» **Record excerpts**
☆ ☆ ☆ ☆ ☆ ☆ ☆
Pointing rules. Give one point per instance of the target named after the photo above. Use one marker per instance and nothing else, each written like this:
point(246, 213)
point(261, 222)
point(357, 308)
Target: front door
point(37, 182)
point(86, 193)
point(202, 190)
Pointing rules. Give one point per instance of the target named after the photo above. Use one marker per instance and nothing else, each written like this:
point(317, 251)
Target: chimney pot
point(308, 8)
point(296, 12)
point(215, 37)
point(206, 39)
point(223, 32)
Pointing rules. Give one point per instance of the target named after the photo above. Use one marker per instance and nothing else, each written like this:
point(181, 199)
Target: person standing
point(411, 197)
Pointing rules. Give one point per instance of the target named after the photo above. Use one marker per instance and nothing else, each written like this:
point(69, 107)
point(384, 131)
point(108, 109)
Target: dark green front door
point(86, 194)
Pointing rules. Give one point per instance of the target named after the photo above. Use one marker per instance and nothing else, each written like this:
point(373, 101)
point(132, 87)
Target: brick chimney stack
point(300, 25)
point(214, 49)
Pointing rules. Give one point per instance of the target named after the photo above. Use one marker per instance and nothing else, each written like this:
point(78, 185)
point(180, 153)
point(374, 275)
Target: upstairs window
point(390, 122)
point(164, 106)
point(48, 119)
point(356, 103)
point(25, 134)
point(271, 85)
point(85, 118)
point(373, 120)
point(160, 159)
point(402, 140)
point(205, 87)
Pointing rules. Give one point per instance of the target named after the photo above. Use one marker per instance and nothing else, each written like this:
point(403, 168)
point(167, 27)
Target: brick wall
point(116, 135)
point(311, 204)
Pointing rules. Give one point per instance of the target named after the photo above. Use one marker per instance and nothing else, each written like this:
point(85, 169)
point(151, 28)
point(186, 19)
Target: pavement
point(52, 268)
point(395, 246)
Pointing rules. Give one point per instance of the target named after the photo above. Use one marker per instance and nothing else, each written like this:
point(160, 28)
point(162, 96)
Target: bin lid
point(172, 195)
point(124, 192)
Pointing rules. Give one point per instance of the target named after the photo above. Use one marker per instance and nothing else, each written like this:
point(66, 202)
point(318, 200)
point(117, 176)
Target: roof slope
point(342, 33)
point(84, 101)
☆ ☆ ☆ ☆ ☆ ☆ ☆
» **Task item**
Send back an exact copy of only the lines from the line with "point(403, 168)" up to and including the line with "point(85, 169)" in the data above.

» **Solution**
point(403, 168)
point(167, 27)
Target: brick wall
point(116, 135)
point(311, 204)
Pointing rules. Give one point per instance of the target named after the photo above. Use one marker per instance and nothing else, each written like this:
point(85, 169)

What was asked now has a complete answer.